→ WRITTEN PROBLEM
Count the lines in the listing below that contain the word "barrier". Reply with the number only.

→ DATA IN THIS EXERCISE
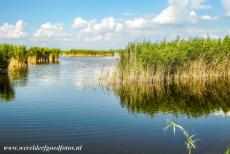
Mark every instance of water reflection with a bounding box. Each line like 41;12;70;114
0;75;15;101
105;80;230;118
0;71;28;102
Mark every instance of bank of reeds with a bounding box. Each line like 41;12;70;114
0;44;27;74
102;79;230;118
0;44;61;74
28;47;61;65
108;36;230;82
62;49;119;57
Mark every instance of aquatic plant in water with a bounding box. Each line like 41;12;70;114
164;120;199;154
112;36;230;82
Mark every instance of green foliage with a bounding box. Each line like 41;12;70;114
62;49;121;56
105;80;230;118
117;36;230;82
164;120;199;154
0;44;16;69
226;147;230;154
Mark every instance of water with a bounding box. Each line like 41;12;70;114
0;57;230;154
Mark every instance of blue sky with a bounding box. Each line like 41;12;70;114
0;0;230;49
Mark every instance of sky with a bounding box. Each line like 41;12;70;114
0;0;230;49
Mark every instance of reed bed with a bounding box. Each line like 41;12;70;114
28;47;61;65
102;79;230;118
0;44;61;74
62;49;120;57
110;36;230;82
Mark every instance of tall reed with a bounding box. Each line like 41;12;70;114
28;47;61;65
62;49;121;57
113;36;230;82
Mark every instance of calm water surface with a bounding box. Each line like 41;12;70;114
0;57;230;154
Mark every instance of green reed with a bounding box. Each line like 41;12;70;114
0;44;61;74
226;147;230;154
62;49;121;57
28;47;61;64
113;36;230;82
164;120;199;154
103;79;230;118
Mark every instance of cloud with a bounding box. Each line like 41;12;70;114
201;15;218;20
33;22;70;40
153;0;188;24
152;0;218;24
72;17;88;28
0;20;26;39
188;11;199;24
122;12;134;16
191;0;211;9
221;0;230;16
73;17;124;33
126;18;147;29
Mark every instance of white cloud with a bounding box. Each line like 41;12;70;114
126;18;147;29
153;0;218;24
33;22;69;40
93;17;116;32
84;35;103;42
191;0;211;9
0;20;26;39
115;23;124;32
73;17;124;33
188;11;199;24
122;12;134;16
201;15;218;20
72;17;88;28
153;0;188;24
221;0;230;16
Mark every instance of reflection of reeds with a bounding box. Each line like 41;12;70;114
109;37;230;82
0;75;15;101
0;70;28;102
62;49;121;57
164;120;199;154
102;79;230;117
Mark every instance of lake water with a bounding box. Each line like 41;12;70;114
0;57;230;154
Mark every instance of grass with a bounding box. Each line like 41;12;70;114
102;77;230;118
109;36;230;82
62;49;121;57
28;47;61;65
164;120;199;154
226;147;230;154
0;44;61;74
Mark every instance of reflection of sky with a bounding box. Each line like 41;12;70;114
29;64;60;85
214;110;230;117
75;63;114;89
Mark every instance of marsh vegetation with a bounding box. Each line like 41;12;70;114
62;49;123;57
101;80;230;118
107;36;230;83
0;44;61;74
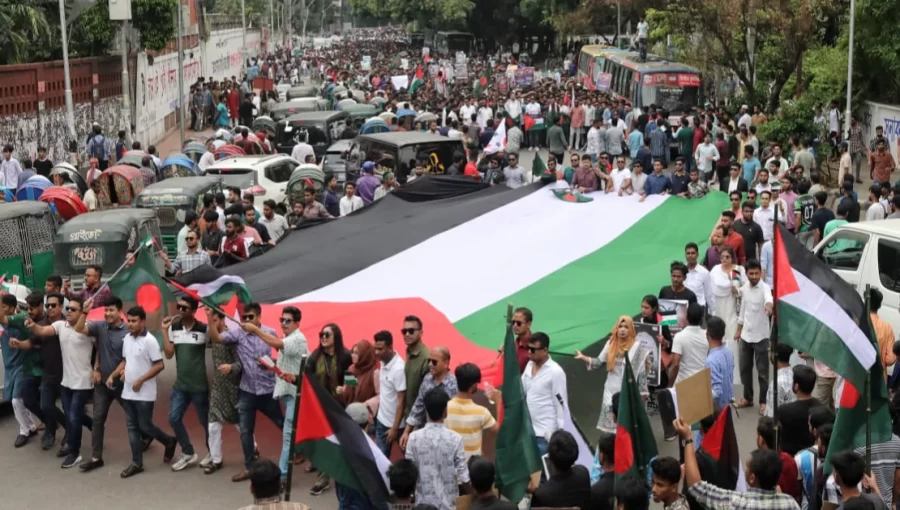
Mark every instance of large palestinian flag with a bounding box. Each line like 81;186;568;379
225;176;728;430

...

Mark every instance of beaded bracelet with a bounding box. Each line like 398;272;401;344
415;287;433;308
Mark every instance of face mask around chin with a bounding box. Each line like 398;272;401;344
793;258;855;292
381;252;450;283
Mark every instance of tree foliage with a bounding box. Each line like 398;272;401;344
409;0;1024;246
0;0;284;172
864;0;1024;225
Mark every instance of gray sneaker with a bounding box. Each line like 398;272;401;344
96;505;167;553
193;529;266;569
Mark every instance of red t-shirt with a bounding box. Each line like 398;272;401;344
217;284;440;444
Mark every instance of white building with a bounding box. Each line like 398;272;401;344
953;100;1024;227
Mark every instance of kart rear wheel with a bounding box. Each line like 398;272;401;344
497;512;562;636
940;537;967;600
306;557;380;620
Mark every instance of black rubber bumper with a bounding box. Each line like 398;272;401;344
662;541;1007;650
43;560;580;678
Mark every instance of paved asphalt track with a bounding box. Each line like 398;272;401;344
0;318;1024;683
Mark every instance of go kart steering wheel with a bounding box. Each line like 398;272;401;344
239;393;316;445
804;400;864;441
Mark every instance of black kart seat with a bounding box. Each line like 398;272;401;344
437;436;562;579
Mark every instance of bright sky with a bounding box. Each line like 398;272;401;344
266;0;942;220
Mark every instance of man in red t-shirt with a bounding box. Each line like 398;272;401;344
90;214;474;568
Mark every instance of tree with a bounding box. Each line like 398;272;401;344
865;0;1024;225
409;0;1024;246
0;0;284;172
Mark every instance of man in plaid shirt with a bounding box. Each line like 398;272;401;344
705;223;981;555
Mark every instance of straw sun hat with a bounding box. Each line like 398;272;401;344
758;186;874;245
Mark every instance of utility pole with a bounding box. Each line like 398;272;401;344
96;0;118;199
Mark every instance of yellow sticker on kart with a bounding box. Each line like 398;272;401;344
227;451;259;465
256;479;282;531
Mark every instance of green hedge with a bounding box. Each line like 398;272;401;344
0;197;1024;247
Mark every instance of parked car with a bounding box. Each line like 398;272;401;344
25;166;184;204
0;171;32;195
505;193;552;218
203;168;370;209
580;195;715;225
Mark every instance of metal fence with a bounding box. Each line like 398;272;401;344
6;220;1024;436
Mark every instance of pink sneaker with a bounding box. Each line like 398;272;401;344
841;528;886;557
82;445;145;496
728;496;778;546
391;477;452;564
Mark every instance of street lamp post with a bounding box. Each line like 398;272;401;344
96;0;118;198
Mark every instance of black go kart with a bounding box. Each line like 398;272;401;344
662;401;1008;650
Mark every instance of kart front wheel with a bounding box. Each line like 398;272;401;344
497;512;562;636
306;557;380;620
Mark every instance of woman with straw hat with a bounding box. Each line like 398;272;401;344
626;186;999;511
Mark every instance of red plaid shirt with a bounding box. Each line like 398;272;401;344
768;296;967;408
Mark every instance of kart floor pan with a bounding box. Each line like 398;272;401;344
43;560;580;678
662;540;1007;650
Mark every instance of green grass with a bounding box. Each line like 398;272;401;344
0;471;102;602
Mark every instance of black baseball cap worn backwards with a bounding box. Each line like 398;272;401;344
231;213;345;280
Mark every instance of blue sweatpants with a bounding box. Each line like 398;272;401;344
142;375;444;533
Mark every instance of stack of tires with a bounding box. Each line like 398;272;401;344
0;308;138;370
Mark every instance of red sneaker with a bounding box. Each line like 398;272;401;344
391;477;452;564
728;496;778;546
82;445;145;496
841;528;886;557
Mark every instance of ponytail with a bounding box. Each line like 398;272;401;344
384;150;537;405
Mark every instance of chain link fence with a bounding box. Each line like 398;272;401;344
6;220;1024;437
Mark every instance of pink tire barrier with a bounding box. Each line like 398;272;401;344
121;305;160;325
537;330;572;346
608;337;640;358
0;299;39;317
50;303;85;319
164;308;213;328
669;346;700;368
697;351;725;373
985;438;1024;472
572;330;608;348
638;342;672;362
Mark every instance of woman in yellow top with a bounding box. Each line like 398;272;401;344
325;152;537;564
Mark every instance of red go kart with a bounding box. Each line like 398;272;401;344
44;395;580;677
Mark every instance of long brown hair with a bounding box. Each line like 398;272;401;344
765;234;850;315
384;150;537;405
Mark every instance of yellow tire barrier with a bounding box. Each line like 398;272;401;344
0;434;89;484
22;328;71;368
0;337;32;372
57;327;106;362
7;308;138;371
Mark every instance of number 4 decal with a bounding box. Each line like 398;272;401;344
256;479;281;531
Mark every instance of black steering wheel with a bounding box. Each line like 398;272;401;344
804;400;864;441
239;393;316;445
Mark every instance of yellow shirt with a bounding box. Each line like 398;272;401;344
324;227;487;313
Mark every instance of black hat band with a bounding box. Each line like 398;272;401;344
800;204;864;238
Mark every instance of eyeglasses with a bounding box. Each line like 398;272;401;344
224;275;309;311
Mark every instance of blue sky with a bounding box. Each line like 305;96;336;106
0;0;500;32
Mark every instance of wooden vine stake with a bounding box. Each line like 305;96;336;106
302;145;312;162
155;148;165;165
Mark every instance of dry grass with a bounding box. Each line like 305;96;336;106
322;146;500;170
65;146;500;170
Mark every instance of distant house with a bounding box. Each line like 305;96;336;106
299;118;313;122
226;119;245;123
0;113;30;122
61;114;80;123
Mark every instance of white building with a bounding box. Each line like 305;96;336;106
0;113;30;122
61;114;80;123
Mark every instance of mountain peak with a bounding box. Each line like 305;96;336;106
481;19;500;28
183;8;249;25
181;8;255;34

* * *

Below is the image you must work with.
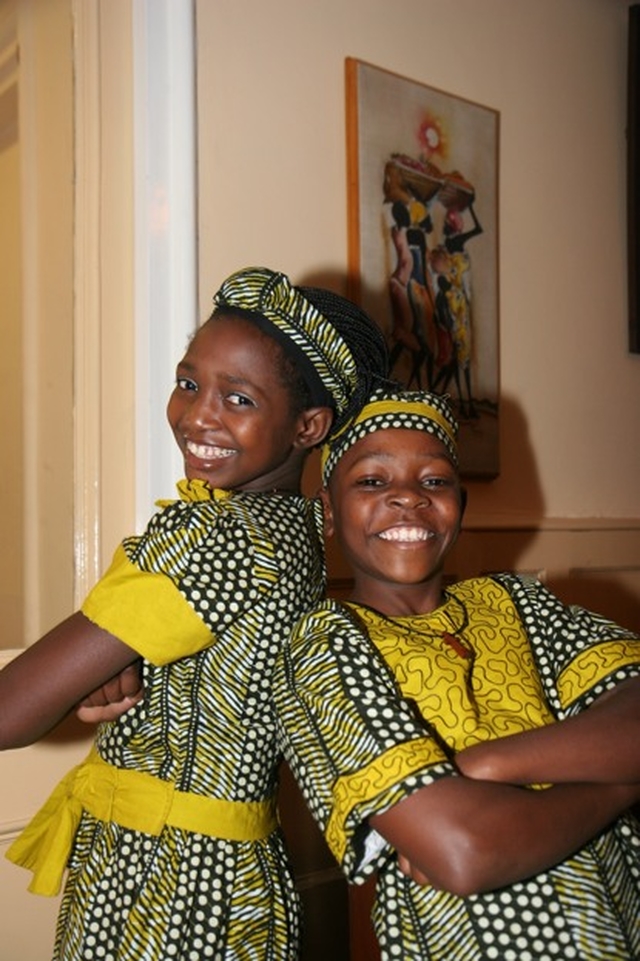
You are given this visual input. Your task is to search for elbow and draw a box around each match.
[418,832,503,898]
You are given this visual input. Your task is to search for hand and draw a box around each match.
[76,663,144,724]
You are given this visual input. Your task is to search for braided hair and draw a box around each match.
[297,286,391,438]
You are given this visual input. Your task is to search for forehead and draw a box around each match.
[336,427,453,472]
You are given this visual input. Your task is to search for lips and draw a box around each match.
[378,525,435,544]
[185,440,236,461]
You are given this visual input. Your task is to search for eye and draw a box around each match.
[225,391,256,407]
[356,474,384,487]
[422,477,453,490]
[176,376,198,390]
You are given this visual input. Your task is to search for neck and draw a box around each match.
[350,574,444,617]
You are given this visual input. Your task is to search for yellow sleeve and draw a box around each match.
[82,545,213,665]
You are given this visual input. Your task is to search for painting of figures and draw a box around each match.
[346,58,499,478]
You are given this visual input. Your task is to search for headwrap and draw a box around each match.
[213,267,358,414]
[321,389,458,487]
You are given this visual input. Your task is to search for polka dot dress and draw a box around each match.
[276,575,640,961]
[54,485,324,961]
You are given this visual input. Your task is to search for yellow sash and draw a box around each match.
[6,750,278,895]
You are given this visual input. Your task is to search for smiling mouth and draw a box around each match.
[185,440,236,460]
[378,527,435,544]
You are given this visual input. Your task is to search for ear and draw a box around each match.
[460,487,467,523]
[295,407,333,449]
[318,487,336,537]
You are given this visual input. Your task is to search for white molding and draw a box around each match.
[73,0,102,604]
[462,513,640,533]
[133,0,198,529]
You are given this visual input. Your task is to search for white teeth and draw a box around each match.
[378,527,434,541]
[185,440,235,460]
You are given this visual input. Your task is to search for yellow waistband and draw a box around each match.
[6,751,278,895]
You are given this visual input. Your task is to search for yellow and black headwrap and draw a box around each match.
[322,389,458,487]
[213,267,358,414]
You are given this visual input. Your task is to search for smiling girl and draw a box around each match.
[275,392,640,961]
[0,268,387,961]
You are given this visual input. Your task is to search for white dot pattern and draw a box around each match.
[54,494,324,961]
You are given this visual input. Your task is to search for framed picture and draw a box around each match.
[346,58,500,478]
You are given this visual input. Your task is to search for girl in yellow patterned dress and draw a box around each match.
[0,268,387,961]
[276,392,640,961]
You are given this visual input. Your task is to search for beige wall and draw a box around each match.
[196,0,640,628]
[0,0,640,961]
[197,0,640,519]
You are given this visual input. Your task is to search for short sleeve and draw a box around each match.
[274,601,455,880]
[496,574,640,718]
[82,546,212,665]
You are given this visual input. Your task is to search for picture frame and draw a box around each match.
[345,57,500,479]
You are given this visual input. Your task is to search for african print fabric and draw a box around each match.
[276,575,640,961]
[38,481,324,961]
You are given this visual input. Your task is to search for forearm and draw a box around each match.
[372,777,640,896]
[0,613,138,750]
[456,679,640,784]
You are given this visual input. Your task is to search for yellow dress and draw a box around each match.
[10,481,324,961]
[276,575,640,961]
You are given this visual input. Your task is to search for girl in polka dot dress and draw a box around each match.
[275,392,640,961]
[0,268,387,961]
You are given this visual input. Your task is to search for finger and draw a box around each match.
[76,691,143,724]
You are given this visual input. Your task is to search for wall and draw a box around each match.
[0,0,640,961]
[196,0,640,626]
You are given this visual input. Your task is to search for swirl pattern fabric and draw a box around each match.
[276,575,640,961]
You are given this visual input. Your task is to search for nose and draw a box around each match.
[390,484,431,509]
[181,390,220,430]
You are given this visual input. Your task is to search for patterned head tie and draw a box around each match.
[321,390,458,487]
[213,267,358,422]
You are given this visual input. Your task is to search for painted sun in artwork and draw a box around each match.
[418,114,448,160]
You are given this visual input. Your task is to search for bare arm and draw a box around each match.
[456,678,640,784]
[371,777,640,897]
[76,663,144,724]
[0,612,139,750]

→ SOLUTION FOR THIS PROBLEM
2